Each line in the entries that has the word "pattern" has to be copied.
(PROVIDED RECORDS begins)
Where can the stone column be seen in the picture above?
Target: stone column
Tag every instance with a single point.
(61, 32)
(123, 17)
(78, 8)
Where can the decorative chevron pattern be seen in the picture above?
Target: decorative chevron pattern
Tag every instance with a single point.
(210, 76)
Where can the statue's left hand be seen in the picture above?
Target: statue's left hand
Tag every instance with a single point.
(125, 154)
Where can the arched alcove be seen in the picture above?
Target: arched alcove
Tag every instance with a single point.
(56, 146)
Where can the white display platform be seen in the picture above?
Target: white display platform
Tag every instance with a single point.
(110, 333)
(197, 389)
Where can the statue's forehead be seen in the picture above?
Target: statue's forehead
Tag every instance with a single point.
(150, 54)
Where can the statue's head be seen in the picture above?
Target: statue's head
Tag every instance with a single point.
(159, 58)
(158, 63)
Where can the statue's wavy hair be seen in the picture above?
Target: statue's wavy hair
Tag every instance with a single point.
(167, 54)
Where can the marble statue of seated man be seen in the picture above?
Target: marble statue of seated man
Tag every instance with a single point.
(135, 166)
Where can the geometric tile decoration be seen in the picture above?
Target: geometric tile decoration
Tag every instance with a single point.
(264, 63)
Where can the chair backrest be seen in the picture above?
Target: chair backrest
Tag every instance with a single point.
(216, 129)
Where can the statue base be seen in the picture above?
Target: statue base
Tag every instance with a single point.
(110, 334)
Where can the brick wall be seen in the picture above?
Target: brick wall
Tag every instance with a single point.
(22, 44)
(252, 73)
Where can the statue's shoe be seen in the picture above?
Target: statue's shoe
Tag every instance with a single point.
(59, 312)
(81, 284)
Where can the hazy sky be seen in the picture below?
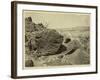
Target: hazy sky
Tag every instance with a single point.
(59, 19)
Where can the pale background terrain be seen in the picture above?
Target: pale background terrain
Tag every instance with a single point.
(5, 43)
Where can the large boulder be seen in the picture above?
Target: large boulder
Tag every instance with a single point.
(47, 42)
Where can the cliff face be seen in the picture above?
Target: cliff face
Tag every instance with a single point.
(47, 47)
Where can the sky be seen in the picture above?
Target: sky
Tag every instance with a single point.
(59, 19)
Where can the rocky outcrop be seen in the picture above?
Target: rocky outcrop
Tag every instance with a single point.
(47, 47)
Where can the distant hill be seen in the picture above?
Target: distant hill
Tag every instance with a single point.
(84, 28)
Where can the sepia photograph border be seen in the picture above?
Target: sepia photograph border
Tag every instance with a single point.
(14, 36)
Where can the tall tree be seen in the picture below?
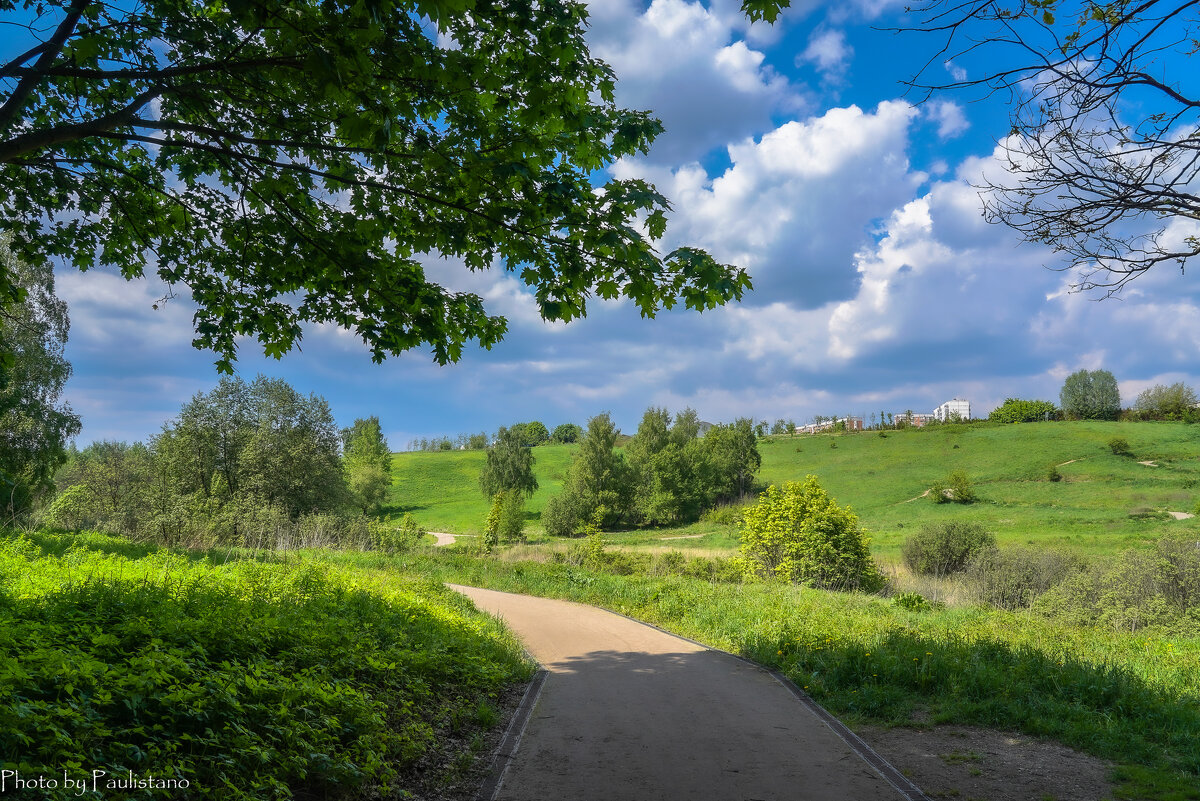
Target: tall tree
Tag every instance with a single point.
(PROVIDED RECORDS ends)
SOLUTION TO THIS TASK
Where can the decorative chevron pattern be seen in the picture above?
Target: decorative chevron pattern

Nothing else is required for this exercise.